> [Problem description]
Could you copy out the rows again, requests included, starting at the row that contains "Guideline: one keypoint for each instance of the dark" and running through the last row, with every keypoint coordinate in the answers shifted by -102, while the requests and their sample coordinates stay as they are? Leave the pictures out.

[Dataset entries]
↓↓↓

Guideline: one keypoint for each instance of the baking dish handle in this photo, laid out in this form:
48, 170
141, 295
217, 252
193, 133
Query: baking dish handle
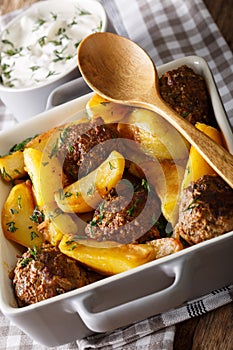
134, 310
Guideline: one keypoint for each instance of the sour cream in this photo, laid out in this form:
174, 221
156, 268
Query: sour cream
42, 44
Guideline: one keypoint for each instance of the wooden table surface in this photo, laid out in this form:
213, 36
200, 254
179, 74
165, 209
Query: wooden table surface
213, 331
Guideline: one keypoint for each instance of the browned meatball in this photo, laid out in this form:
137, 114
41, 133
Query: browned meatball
42, 274
206, 210
186, 92
126, 217
77, 146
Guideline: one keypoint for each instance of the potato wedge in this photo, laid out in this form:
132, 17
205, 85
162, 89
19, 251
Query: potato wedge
155, 135
109, 259
12, 166
110, 112
84, 195
17, 210
166, 177
196, 166
166, 246
58, 224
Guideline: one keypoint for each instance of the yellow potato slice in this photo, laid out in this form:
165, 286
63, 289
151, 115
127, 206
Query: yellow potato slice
166, 177
196, 166
155, 135
85, 194
12, 166
109, 111
17, 210
107, 258
45, 173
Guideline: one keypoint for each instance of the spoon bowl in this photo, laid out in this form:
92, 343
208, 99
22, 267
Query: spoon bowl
121, 71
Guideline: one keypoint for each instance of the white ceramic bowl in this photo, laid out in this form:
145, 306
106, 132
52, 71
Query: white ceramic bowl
25, 102
131, 296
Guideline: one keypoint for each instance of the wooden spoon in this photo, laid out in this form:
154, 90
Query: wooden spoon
119, 70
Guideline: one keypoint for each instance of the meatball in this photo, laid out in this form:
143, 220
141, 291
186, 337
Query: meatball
186, 93
46, 272
77, 147
121, 219
206, 210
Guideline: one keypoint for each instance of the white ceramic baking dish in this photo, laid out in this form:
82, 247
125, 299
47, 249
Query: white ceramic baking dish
130, 296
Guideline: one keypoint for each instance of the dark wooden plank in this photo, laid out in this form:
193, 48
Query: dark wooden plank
222, 13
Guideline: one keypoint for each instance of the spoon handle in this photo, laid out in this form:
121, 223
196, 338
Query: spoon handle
215, 155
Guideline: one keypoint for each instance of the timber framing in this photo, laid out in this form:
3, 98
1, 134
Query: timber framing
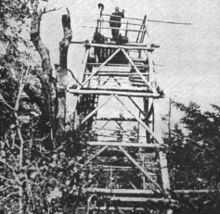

↑↑↑

> [The result]
Guideline: one keypoint for each instance of the dark wooden plank in this photo, laid out in this form:
193, 48
Query: dark wooden plank
120, -89
Guideline: one keypoint for each instance of the spoon handle in this photo, laid out in this form:
121, 223
196, 338
Query: spoon handle
113, 53
Guideline: one keypoint for each instance of the timber framing in this photo, laid out in this form:
3, 98
1, 134
Query: timber framing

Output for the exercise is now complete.